◆ Source ◆
:::

It is to prevent ‘creep’, so to speak, but…

Actually, WaniKani always ‘rounds down’ times, so that even if you do a review at say 12:59, if the timing were 48 hours, then the next review would be at 12:00. However, with 2 days less an hour, it ends up being at 11:00.

The idea is not about rounding times down – as that’s already handled by just actually rounding times down – it’s about being able to ‘recover’ one’s schedule even if one is a little bit late here and there.

Suppose one likes to do one’s reviews every day at 9:30. But sometimes, one might be a little bit late, starting at 9:45 for example. And sometimes, your session might take a bit longer than usual, so that some of your reviews occur between 10:00 and 10:15 (or even up til 10:59 actually). If the timings were strictly on a 24-hour basis, then those ‘late’ reviews would now be scheduled for 10:00, rather than 9:00. And thus, next time around, if you normally do reviews at 9:30, then these late reviews would not be ‘ready’ yet, and so you might not even get to them before you have to go for work or whatever. And so they end up rolling over to the next day. Not a huge tragedy, but certainly an annoyance.

:::

Reproduce the passage above on WaniKani review timing word for word, in full.

:::

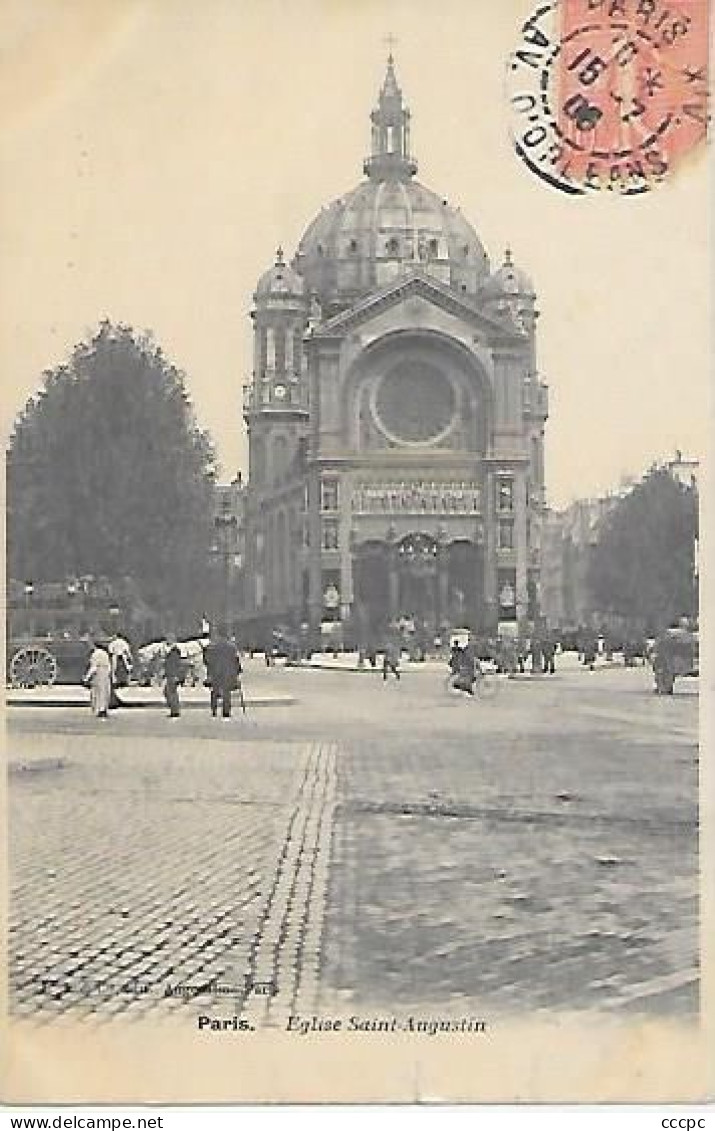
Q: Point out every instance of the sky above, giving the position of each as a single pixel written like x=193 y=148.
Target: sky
x=155 y=153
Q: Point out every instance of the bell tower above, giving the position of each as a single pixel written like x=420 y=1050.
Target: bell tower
x=275 y=409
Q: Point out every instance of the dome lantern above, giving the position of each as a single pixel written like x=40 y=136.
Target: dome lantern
x=390 y=157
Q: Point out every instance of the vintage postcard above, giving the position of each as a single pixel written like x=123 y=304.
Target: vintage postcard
x=355 y=394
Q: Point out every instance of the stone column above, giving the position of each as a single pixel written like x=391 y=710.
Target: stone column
x=489 y=552
x=520 y=547
x=394 y=578
x=346 y=550
x=270 y=347
x=315 y=564
x=442 y=581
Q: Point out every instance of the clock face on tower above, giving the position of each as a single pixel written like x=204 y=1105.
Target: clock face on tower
x=414 y=402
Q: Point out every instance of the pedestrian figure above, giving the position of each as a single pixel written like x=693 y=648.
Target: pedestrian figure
x=223 y=668
x=121 y=664
x=549 y=650
x=98 y=679
x=173 y=676
x=589 y=648
x=470 y=668
x=537 y=655
x=392 y=656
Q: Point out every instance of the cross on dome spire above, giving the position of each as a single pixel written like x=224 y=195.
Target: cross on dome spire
x=390 y=160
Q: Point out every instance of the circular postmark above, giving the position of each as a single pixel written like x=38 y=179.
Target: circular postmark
x=610 y=94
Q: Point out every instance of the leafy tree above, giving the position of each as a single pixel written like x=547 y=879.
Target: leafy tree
x=109 y=474
x=643 y=563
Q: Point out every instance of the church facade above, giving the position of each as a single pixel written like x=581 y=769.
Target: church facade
x=395 y=416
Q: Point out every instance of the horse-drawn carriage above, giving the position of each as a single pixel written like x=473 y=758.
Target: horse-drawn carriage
x=51 y=627
x=37 y=662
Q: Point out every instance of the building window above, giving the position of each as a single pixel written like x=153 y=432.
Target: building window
x=506 y=534
x=329 y=534
x=328 y=494
x=505 y=494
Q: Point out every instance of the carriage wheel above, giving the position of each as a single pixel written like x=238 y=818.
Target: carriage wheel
x=32 y=667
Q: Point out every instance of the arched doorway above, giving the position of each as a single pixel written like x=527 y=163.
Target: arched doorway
x=371 y=581
x=416 y=558
x=464 y=584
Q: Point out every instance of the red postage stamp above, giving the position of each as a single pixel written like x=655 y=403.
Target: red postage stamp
x=610 y=94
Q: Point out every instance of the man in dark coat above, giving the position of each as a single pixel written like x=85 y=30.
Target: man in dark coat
x=223 y=668
x=173 y=675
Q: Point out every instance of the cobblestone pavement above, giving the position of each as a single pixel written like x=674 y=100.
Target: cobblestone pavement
x=373 y=846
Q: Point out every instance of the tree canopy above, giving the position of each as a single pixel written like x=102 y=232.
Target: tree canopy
x=643 y=563
x=109 y=474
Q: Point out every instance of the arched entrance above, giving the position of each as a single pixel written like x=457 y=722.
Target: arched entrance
x=416 y=558
x=420 y=579
x=371 y=583
x=464 y=584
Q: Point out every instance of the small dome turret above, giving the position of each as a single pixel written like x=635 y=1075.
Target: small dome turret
x=508 y=282
x=280 y=282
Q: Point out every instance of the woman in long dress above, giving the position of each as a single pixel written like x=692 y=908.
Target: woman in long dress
x=98 y=678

:::

◆ In response ◆
It is to prevent ‘creep’, so to speak, but…

Actually, WaniKani always ‘rounds down’ times, so that even if you do a review at say 12:59, if the timing were 48 hours, then the next review would be at 12:00. However, with 2 days less an hour, it ends up being at 11:00.

The idea is not about rounding times down – as that’s already handled by just actually rounding times down – it’s about being able to ‘recover’ one’s schedule even if one is a little bit late here and there.

Suppose one likes to do one’s reviews every day at 9:30. But sometimes, one might be a little bit late, starting at 9:45 for example. And sometimes, your session might take a bit longer than usual, so that some of your reviews occur between 10:00 and 10:15 (or even up til 10:59 actually). If the timings were strictly on a 24-hour basis, then those ‘late’ reviews would now be scheduled for 10:00, rather than 9:00. And thus, next time around, if you normally do reviews at 9:30, then these late reviews would not be ‘ready’ yet, and so you might not even get to them before you have to go for work or whatever. And so they end up rolling over to the next day. Not a huge tragedy, but certainly an annoyance.